▶ _Prompt 1_
Copy out the part of the listing that opens with the line containing "Where can the chrome" and runs through the end of the listing, both ends included, with nothing changed.

Black parent sues after Los Angeles school project had students pick cotton

Black parent sues after Los Angeles school project had students pick cotton

The lawsuit against LA Unified says Rashunda Pitts’ daughter was humiliated by the lesson that was intended to teach about slavery

Los Angeles Unified, America’s second largest school district, is facing a civil rights lawsuit from a Black parent who says her daughter’s school taught students about slavery by having them pick cotton.

Rashunda Pitts sued the school district and staff members at Laurel Span school in response to the incident that, according to the lawsuit, humiliated her daughter and left the now 14-year-old with extreme emotional distress and anxiety.

The incident occurred in October 2017, according to the lawsuit, when Pitts spotted a cotton field at her daughter’s Hollywood school. She contacted school officials who informed her that her daughter’s class was reading the autobiography of Frederick Douglass and that the field had been planted to give the students “‘real life experience’ of what it was like to be a slave by ‘picking cotton’”, the lawsuit says.

After Pitts shared her concerns that the project was “culturally insensitive”, school officials agreed, according to the suit. School leaders said they would remove the field but that they couldn’t do so within 24 hours as Pitts had requested, and that they would aim to by the end of the week or the following.

But the school misrepresented that conversation in a statement to the press that contradicted what officials told Pitts, the lawsuit alleges, and sought to “cover up the discriminatory conduct”.

“We regret that an instructional activity in the garden at Laurel School was construed as culturally insensitive,” the school said, adding that “tending to the garden” with fruits and vegetables had been a longtime tradition and was not used for historical reenactments. “When school administrators became aware of a parent’s concern about the cotton plant, they responded immediately by removing the plant.”

Pitts’ daughter, who she says had become “quiet and reserved” in the weeks leading up to the incident, said she was afraid to tell her mother about the project because she feared her teachers would become upset and possibly “retaliate”, according to the suit.

Her teacher did not require her to pick cotton, she told her mother, but she watched other students do so and “discussion of the project in school terrified her and she [was] horrified at the idea of having to ‘pick cotton’”. The school failed to ask parents for permission for the project, the suit says, or inform them.

▶ _Prompt 2_
Pick up the article about the lawsuit over the cotton-picking school project where it stops, and keep writing.

▶ _Extracted records_
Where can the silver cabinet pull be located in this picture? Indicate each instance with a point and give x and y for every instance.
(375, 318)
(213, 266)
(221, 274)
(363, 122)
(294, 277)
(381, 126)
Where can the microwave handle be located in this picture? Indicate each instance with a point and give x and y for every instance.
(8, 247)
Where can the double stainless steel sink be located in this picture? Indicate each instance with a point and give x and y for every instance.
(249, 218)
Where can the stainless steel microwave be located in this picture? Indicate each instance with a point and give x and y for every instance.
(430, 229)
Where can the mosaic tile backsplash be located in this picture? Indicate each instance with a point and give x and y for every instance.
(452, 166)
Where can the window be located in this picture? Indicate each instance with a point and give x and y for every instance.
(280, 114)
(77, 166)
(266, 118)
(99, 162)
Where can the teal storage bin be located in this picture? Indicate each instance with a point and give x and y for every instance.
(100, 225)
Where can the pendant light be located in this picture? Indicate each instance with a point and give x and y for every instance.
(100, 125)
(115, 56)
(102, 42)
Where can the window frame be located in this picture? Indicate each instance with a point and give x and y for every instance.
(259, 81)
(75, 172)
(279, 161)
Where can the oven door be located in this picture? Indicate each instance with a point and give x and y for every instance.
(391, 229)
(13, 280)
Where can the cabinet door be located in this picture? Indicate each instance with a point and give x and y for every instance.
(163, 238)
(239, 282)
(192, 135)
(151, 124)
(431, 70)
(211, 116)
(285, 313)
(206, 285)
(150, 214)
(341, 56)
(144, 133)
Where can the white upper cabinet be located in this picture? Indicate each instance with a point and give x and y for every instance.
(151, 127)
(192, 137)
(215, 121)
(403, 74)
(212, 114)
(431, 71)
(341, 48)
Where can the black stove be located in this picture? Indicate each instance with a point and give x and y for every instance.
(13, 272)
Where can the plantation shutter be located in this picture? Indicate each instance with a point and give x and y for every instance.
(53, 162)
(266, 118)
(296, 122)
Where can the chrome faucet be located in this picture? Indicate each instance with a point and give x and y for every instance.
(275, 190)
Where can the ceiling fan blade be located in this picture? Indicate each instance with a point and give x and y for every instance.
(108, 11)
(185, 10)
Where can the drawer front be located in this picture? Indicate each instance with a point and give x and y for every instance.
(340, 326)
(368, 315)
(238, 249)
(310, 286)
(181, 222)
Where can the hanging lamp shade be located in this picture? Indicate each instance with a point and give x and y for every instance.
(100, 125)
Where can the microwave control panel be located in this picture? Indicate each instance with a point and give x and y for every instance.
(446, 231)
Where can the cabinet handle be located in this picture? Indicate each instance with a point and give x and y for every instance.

▶ _Response 1_
Where can the chrome faucet be located in this picture? Indicate each instance with a point and give x and y for every instance.
(275, 190)
Where can the ceiling fan blade be located in this picture? Indicate each instance with a point and give x and y for every instance.
(108, 11)
(185, 10)
Where can the drawer front be located in this picture? Indicate each instance with a point and give x and y for every instance.
(340, 326)
(368, 315)
(238, 249)
(310, 286)
(181, 222)
Where can the hanging lamp shade be located in this picture? Indicate each instance with a point and give x and y for every instance.
(100, 125)
Where can the microwave control panel be located in this picture? Indicate each instance with a point and give x and y for every instance.
(446, 231)
Where can the cabinet handle be located in this picture? Indicate each instance with a point and give x and y for every instance.

▶ _Response 2_
Pitts alleges the project, and the school’s response, amount to discrimination against her daughter on the basis of her race and sex. “She has uncontrollable anxiety attacks and has [experienced] bouts of depression when she thinks about the Cotton Picking Project,” the lawsuit states.

Neither Pitts’ attorney nor Los Angeles Unified school district immediately responded to requests for comment.

Similar projects around teaching slavery in schools have attracted widespread outrage. In New York earlier this year, officials announced they were investigating a white teacher who, during lessons on slavery, allegedly told his class of mostly Black seventh graders to pick seeds out of cotton and put on handcuffs.

In Indiana, Black parents said their daughter’s teacher instructed students to draw a black person picking cotton during Black History Month as part of an assignment on life in the 1800s.

Insensitive assignments about slavery can traumatize students, according to a report from USA Today, and show how the US has fallen short in adequately and appropriately teaching the complex topic.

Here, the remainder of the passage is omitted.